**Actions demandées**
- a) Recopiez le passage de l'article sur Remy Frejaville qui va de "Par Antoine Patinet" jusqu'à "avait sa place." inclus.
- b) Traduisez en anglais, s'il vous plaît, cette phrase de l'article sur Remy Frejaville : « Aujourd'hui, s'il vit à Paris pour le boulot, il retourne chaque année dans sa ville natale, Carmaux, dans le Tarn, pour bousculer les mentalités, et apporter, de la manière la plus festive qui soit, un peu de visibilité aux personnes LGBT en milieu rural. »
- c) Rédigez la suite de l'article sur Remy Frejaville, en reprenant juste après sa dernière phrase.

**Texte fourni**
++++++++
Par Antoine Patinet le 24/05/2019
Bodegay

Remy Frejaville a vraiment une drôle d'histoire. Après un coming-out tardif, il rejoint des assos sportives LGBT, et participe en 2012 à l'élection de Mister Gay World. Aujourd'hui, s'il vit à Paris pour le boulot, il retourne chaque année dans sa ville natale, Carmaux, dans le Tarn, pour bousculer les mentalités, et apporter, de la manière la plus festive qui soit, un peu de visibilité aux personnes LGBT en milieu rural. Dans les Queertopies, TÊTU met en avant des personnes qui, à leur manière, oeuvrent au bien-être des LGBT. On s'est donc dit qu'il y avait sa place.

 

Vous ne le savez pas encore, mais il est fort possible que vous connaissiez déjà Remy Frejaville. Sa barbe soignée, sa belle gueule et sa musculature fine lui avaient valu, en 2012, d'être élu Mister Gay par les lecteurs de TÊTU.  On le rencontre dans son appartement du 18è arrondissement. Plus tôt dans l'après-midi, il nous avait envoyé un SMS, prévenant. "Je ne bois pas de café. Est-ce que tu veux que j'achète quelque chose en particulier ?" "De l'eau, ça ira très bien." Il nous sert donc un verre, et nous raconte qu'il est un peu bouleversé parce qu'il a perdu un de ses amis. On lui demande s'il veut reporter. "Non, non. Je sais que ça va aller quand je vais commencer à parler de la Bodegay."
++++++++
**Données enregistrées**

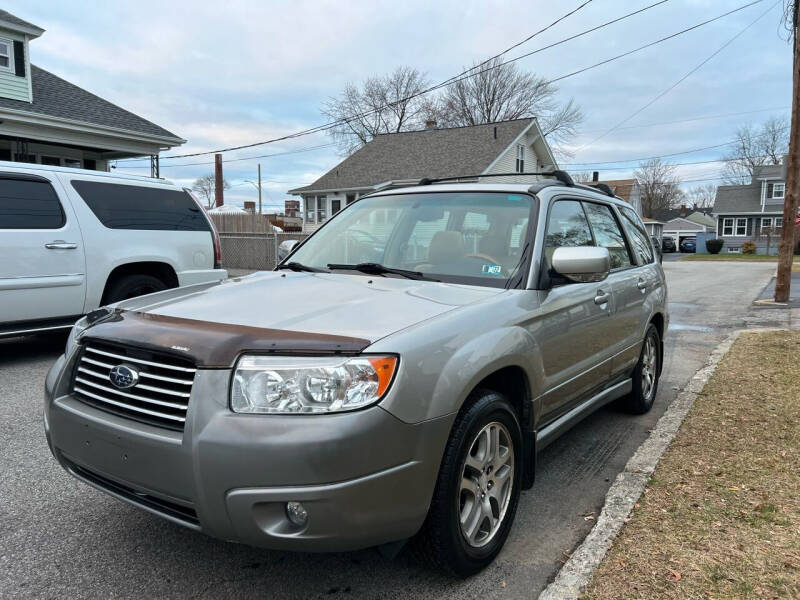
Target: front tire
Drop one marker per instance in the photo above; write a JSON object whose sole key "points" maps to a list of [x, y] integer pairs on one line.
{"points": [[478, 487], [646, 374]]}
++++++++
**Réponses attendues**
- a)
Par Antoine Patinet le 24/05/2019
Bodegay

Remy Frejaville a vraiment une drôle d'histoire. Après un coming-out tardif, il rejoint des assos sportives LGBT, et participe en 2012 à l'élection de Mister Gay World. Aujourd'hui, s'il vit à Paris pour le boulot, il retourne chaque année dans sa ville natale, Carmaux, dans le Tarn, pour bousculer les mentalités, et apporter, de la manière la plus festive qui soit, un peu de visibilité aux personnes LGBT en milieu rural. Dans les Queertopies, TÊTU met en avant des personnes qui, à leur manière, oeuvrent au bien-être des LGBT. On s'est donc dit qu'il y avait sa place.

- b) Today, although he lives in Paris for work, he goes back every year to his hometown, Carmaux, in the Tarn, to shake up attitudes and bring, in the most festive way possible, a little visibility to LGBT people in rural areas.

- c)
Une soirée de visibilité LGBT en milieu rural

Parce que si on est là, c'est que Remy Frejaville organise à Carmaux, à côté d'Albi, une soirée très particulière. Chaque été, cette petite ville d'un peu plus de 9.000 habitants vibre le temps d'un week-end à l'occasion des fêtes de la Saint-Privat. Quatre associations locales disposent chacune d'un espace dans la ville, des "bodegas", et assurent l'animation et la restauration pour les milliers de touristes et de curieux du coin. Jusque-là, une fête de village comme les autres. Mais il y a deux ans, quelque chose change dans la bodega de l'association Point de Fût. Les bénévoles décident de consacrer une soirée à la visibilité LGBT+. "Le nom était tout trouvé, il suffisait de rajouter un y » : la Bodegay était née.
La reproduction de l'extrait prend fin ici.